* [WHAT THE TASK ASKS]: Even where a record seems odd, copy it exactly as it appears below.
═════ DATASET ENTRIES
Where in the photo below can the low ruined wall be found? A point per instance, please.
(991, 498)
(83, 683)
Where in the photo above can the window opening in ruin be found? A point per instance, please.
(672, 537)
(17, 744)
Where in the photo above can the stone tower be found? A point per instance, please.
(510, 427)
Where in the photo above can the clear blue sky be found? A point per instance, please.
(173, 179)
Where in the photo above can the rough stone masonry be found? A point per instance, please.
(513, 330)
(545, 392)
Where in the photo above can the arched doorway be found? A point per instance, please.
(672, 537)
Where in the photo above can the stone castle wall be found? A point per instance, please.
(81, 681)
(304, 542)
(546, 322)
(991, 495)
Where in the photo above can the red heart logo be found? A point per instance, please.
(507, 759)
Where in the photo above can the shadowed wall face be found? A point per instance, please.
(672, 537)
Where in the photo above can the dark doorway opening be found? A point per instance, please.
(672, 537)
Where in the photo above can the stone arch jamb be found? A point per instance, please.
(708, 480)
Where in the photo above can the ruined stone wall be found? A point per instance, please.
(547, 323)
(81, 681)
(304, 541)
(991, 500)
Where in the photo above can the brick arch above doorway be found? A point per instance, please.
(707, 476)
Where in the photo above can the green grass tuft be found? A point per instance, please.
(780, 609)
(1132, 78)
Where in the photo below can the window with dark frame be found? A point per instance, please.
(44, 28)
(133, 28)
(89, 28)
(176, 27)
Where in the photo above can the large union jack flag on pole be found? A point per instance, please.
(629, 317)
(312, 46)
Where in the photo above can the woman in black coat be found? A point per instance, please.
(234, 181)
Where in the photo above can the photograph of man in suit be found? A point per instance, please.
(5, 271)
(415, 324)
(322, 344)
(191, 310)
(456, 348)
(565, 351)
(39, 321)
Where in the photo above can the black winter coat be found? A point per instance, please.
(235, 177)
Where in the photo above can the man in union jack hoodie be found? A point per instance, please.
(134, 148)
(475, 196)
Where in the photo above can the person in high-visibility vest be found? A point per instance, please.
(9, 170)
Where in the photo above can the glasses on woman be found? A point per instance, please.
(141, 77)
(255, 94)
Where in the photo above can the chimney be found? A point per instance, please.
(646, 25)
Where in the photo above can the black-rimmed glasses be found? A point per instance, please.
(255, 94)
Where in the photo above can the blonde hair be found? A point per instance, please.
══════════
* [ANSWER FOR THE TASK]:
Where in the photo below can the low ruined wall be found? A point per instance, please.
(991, 498)
(83, 683)
Where in the photo above can the window opening in ruin be found? A point per instance, please.
(672, 537)
(17, 744)
Where in the photo above can the stone tower be found? A point per instance, please.
(510, 427)
Where in the photo above can the clear blue sky be found? A point per instance, please.
(173, 179)
Where in the photo above can the rough stone masonry be found? A point per instance, please.
(513, 330)
(545, 392)
Where in the photo above can the arched doorway be found? A point per instance, please.
(672, 537)
Where in the photo above can the stone castle wall be found? A point per instance, please.
(81, 681)
(304, 542)
(546, 322)
(991, 495)
Where in the photo above can the red heart logo be found? A point per instance, please.
(507, 759)
Where in the photo above can the shadowed wall face be found? A point per instance, please.
(672, 537)
Where in the photo above can the dark doorway opening be found? A point per instance, please.
(672, 537)
Where in the photo above can the stone arch jamb be found? A point per instance, please.
(708, 480)
Where in the photo above can the ruined stone wall be found? A point per instance, please.
(547, 323)
(81, 681)
(304, 541)
(991, 500)
Where in the photo above can the brick arch above doorway be found? A point per instance, please.
(707, 476)
Where in the photo above can the green grass tuft be found? A point per instance, please.
(780, 609)
(1132, 78)
Where in the photo below can the window with dark frame be found? A point per instance, please.
(44, 28)
(133, 28)
(89, 28)
(176, 27)
Where in the photo above can the large union jack flag on pole be found? A point per instance, please.
(629, 317)
(312, 46)
Where in the photo above can the woman in black coat be found? A point per instance, please.
(234, 181)
Where in the photo above can the photograph of man in suit be found? A point per instance, please.
(5, 271)
(415, 324)
(322, 344)
(191, 310)
(456, 348)
(565, 351)
(39, 321)
Where in the photo above can the black winter coat be found? A point per instance, please.
(235, 177)
Where in the photo above can the man in union jack hoodie be found? A point per instance, please.
(134, 148)
(475, 196)
Where in the photo above can the person in high-visibility vest be found? A point per instance, please.
(9, 170)
Where in the photo above can the glasses on woman be found? A point per instance, please.
(141, 77)
(255, 94)
Where in the photo above can the chimney be found? A point per instance, please.
(646, 25)
Where in the photo above can the black-rimmed glasses be found? A point per instance, please.
(255, 94)
Where in the photo above can the blonde hair be found? A point per instance, please.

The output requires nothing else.